In the Chicago Bears preview, what surgery does the projected starter at left tackle have to undergo?

- _Text segment_:
=== Section Start ===

Because Shooter, the lil'est Carnie, will keep banging his wee fists on my door at Manse EC and preventing me from enjoying the latest offering offering from the Exotic Hooker of the Month Club (This Month: Incestuous Irish), I'm going to finish this Chicago Bears preview I stupidly agreed to do. The lesson here? Never agree to anything while watching a double-jointed mother-daughter team from County Cork.

The Bears are the same team they've been for the entire decade: Great defense, unspeakable offense. So long as defenders, especially DT Tommie Harris, stay healthy, they've got a puncher's chance every week. A weak puncher with lousy reflexes and a glass jaw, but a puncher's chance.

Really, I'd like to end this preview here. It's better for all parties involved to simply ignore the Bears' offense. Pretend it isn't there, hope the defense and special teams can score enough points and enjoy a kielbasa.

But, the special teams may not be as special. All-world returner Devin Hester is supposedly the #1 receiver after the Bears top two receivers from last year left for greener pastures. Hester is incredible with the ball in his hands and it makes sense for the Bears to get him as many touches as possible, but he was drafted as a CB because he failed as a receiver at Miami. He was a lousy cornerback and it's hard to believe he'll be more successful as a receiver in the NFL than he was in college. As he's probably most valuable as a return man, expecting him to also serve as the #1 WR may wind up hurting both the offense and the special teams.

Of course, it probably doesn't matter whether Hester plays receiver because unless he's taking the snap from center, the Bears don't have anybody who can get him the ball with any consistency. Cheering the hearts of neckbeard wearers everywhere, Kyle Orton was less terrible than Rex Grossman. This is a net loss for football fans because Orton fails in much duller ways than the Sex Cannon.

On the other hand, not playing leaves Sexy Rexy more time for the chicks. Rex loves the ladies and the ladies love Rex.

Hey, Lovie Smith and Jerry Angelo, you've got two terrible quarterbacks. You think maybe you want to give Dante Culpepper a call? Chris Simms? Surely there's some heretofore unheard of Detmer brother who can suck less aggressively than these two.

The offensive line is a mess and the projected starter at LT, first-round pick Chris Williams, has to undergo surgery for a herniated disk in his back. There is some disagreement as to whether the Bears knew about the injury prior to the draft, but suffice to say that "back surgery" are two of the last words a 312-pound man wants to hear. Also on the list: low fat, sugar-free and buffet closed.

In 2007, they traded Thomas Jones, their best running back, and kept the far inferior Cedric "Merman" Benson. Benson got cut this summer after a couple of drunken incidents, which seems a silly reason for the Bears to cut anyone. You'd drink too if you played in this offense.

Rookie Matt Forte, from that noted football powerhouse of Tulane, is now the starter at running back and he's evidently been something less than the second coming of Purple Jesus. But as the only other option is the other Adrian Peterson, it's Forte's job. Yippee.

Jesus, this is depressing. That's it, Shooter. I refuse to think about the Bears any longer. Stay away from my door while Siobhan and Sorcha do their thing with a six-pack of butter-flavored Crisco and a rolling pin or I'm going to put all your cookies on the second shelf where you can't get them.

=== Section End ===

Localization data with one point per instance
=== Section Start ===

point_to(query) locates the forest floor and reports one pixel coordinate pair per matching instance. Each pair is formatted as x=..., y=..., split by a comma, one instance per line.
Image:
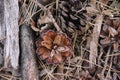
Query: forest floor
x=74, y=39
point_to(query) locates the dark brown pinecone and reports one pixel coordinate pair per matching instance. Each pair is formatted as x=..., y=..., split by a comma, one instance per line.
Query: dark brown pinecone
x=71, y=14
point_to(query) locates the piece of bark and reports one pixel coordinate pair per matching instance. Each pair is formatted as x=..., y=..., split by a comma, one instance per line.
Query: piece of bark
x=11, y=49
x=2, y=27
x=28, y=63
x=94, y=42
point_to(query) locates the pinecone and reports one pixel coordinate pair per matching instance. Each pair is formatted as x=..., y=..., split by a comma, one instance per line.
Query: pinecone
x=70, y=14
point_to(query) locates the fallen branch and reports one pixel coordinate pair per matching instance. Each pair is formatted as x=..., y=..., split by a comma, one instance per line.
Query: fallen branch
x=28, y=63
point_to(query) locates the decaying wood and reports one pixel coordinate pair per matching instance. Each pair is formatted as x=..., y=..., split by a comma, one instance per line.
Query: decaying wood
x=2, y=28
x=28, y=63
x=11, y=10
x=94, y=42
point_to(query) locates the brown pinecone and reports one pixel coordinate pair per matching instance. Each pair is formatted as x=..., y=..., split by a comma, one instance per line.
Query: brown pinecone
x=70, y=14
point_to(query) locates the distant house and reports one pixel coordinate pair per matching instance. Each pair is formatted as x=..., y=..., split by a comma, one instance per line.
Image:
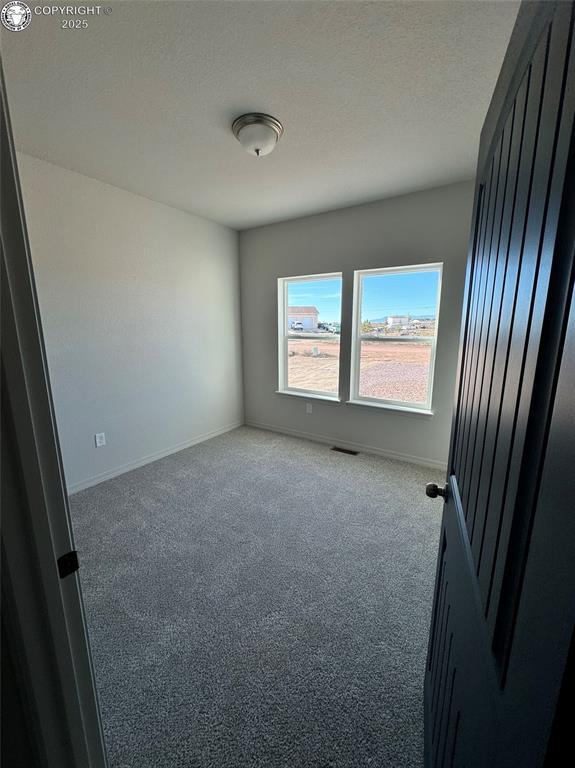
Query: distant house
x=398, y=320
x=307, y=316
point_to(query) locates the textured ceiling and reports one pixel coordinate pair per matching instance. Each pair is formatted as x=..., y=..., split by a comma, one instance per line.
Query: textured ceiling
x=377, y=99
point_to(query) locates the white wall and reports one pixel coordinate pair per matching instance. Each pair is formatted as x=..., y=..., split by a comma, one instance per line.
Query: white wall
x=427, y=226
x=141, y=318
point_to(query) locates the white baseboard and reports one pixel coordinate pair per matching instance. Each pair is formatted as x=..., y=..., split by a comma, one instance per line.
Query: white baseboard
x=109, y=474
x=350, y=445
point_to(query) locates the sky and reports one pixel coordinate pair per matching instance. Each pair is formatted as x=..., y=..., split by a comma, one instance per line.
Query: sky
x=410, y=293
x=325, y=295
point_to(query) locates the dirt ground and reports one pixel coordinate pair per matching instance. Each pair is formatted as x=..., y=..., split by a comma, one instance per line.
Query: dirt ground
x=393, y=371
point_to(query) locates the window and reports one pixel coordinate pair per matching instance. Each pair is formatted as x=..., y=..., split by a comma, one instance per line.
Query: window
x=309, y=316
x=394, y=332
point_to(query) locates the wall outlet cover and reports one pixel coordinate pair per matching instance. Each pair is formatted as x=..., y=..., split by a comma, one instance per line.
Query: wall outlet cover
x=100, y=438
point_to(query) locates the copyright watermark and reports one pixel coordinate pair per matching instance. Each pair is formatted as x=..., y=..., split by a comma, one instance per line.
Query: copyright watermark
x=16, y=15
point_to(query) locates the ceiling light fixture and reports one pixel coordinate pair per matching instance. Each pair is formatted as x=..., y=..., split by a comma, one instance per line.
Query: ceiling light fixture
x=257, y=133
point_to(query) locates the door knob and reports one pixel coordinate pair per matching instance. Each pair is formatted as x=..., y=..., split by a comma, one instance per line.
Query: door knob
x=433, y=490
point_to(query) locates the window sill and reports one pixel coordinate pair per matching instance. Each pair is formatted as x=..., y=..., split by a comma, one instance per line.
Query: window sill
x=391, y=407
x=309, y=395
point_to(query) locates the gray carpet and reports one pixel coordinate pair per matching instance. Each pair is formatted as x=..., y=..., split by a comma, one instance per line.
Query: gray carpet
x=259, y=600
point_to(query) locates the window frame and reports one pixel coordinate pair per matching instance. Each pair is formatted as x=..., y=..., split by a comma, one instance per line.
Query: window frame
x=283, y=336
x=356, y=339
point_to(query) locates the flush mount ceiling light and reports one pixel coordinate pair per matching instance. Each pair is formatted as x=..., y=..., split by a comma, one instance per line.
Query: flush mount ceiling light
x=257, y=133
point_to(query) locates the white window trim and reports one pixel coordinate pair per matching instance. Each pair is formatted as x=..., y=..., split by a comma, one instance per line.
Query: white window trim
x=401, y=405
x=283, y=388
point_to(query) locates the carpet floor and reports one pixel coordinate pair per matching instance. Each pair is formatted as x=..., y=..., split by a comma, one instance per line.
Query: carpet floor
x=259, y=600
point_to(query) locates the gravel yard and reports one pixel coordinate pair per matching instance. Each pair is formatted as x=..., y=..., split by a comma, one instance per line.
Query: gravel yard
x=393, y=371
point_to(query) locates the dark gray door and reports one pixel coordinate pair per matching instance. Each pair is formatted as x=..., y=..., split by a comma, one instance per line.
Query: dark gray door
x=503, y=610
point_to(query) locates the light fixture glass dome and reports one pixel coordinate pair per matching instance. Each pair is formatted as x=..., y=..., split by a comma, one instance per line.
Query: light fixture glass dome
x=257, y=133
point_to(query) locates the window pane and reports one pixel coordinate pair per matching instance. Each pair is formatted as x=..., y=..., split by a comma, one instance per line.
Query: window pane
x=397, y=305
x=314, y=364
x=394, y=370
x=313, y=319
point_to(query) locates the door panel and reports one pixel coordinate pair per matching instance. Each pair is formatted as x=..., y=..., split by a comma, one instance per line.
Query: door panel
x=517, y=294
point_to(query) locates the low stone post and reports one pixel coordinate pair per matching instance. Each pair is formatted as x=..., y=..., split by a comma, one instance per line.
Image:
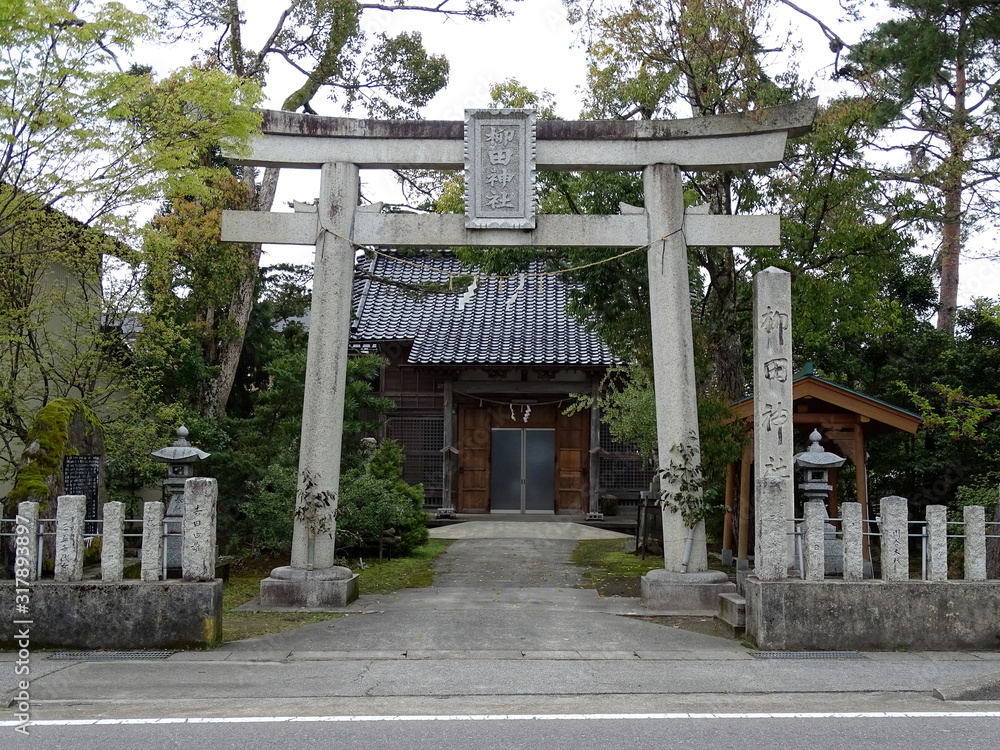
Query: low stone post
x=27, y=516
x=113, y=542
x=850, y=522
x=895, y=539
x=814, y=540
x=975, y=542
x=937, y=542
x=198, y=541
x=152, y=541
x=70, y=514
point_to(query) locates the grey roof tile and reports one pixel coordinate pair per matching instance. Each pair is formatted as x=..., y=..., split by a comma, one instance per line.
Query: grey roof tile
x=534, y=328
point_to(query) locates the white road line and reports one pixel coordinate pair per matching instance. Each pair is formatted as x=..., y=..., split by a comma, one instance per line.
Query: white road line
x=511, y=717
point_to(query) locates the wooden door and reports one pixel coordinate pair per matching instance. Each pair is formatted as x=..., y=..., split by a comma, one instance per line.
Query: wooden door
x=473, y=460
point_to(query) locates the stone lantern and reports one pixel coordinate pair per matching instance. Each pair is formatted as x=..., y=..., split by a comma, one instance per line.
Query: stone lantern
x=180, y=457
x=816, y=463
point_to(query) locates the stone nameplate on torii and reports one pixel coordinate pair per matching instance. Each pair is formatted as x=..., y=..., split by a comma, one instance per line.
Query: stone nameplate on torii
x=500, y=169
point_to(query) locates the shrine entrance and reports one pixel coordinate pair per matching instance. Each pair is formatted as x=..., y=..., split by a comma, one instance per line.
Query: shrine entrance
x=523, y=469
x=500, y=151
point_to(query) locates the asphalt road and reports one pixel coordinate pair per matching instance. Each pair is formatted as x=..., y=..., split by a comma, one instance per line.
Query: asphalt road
x=505, y=652
x=578, y=733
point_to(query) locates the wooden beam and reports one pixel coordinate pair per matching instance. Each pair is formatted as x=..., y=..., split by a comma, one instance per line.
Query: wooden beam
x=508, y=388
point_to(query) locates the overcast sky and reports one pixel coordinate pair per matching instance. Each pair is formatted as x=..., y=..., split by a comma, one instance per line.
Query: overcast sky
x=538, y=47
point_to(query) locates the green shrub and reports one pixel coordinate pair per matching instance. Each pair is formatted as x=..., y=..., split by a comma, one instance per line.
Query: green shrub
x=376, y=499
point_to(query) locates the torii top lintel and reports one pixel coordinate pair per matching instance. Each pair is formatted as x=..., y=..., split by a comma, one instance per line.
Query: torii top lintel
x=723, y=142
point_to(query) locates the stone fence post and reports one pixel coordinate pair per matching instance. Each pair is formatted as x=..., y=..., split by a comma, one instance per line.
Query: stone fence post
x=814, y=540
x=70, y=515
x=198, y=540
x=975, y=542
x=895, y=539
x=113, y=542
x=152, y=541
x=854, y=564
x=937, y=542
x=27, y=516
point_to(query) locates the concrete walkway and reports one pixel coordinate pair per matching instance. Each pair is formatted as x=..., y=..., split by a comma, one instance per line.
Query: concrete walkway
x=503, y=588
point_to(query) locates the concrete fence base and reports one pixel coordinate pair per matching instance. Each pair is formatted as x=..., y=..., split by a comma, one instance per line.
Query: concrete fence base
x=123, y=615
x=796, y=615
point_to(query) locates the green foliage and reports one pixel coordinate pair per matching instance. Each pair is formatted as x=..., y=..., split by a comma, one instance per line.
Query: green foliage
x=331, y=44
x=415, y=571
x=376, y=499
x=83, y=136
x=47, y=443
x=268, y=514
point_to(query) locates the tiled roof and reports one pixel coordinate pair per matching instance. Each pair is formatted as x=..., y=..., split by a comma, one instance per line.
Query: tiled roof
x=524, y=324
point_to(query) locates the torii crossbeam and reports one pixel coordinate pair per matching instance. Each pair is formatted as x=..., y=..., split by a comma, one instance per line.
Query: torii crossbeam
x=340, y=147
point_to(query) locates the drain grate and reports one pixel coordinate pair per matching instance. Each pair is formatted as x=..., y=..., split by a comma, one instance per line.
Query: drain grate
x=807, y=655
x=109, y=655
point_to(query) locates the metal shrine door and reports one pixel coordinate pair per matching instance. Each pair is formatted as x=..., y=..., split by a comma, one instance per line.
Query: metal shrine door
x=522, y=471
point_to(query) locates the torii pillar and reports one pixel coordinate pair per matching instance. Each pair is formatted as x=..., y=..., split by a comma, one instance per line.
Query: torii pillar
x=504, y=217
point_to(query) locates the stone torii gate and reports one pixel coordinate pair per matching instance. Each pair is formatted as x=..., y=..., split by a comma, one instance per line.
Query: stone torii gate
x=500, y=151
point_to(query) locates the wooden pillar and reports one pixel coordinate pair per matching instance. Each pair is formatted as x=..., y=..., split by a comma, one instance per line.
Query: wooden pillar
x=727, y=525
x=595, y=453
x=743, y=554
x=861, y=483
x=449, y=453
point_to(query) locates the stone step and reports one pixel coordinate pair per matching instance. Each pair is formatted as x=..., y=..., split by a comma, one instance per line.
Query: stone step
x=733, y=613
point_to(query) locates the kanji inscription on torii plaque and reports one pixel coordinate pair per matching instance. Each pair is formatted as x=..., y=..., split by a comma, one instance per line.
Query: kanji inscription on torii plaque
x=500, y=168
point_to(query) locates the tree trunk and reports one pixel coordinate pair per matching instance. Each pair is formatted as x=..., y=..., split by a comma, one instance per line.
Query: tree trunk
x=951, y=230
x=240, y=306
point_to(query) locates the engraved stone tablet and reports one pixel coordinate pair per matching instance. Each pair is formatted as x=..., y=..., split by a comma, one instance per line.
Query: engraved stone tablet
x=500, y=168
x=82, y=476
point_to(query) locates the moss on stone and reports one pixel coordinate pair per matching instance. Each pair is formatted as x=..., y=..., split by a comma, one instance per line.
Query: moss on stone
x=47, y=443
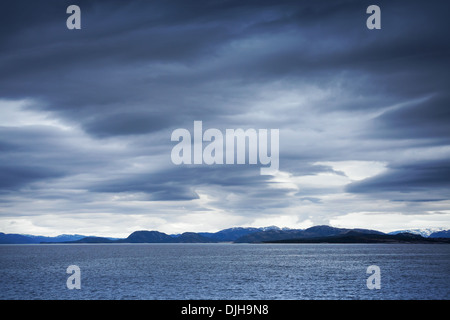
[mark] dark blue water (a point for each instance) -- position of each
(225, 271)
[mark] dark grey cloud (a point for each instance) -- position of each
(417, 177)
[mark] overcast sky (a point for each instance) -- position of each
(86, 115)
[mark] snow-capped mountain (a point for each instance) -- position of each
(423, 232)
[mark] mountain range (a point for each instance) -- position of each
(316, 234)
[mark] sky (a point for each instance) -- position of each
(86, 115)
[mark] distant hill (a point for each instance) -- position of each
(363, 237)
(271, 234)
(317, 231)
(440, 234)
(232, 234)
(28, 239)
(424, 232)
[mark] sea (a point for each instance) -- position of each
(225, 271)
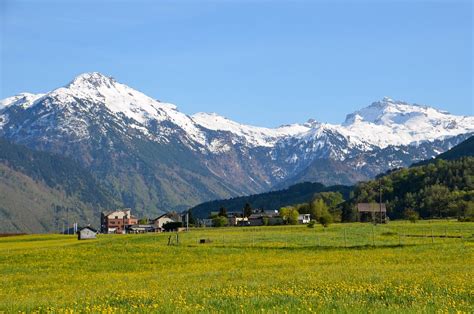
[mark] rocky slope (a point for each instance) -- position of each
(154, 157)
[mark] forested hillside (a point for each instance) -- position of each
(439, 189)
(41, 192)
(298, 193)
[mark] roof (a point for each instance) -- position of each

=== Section End ===

- _Your response_:
Surgery for a herniated disk in his back.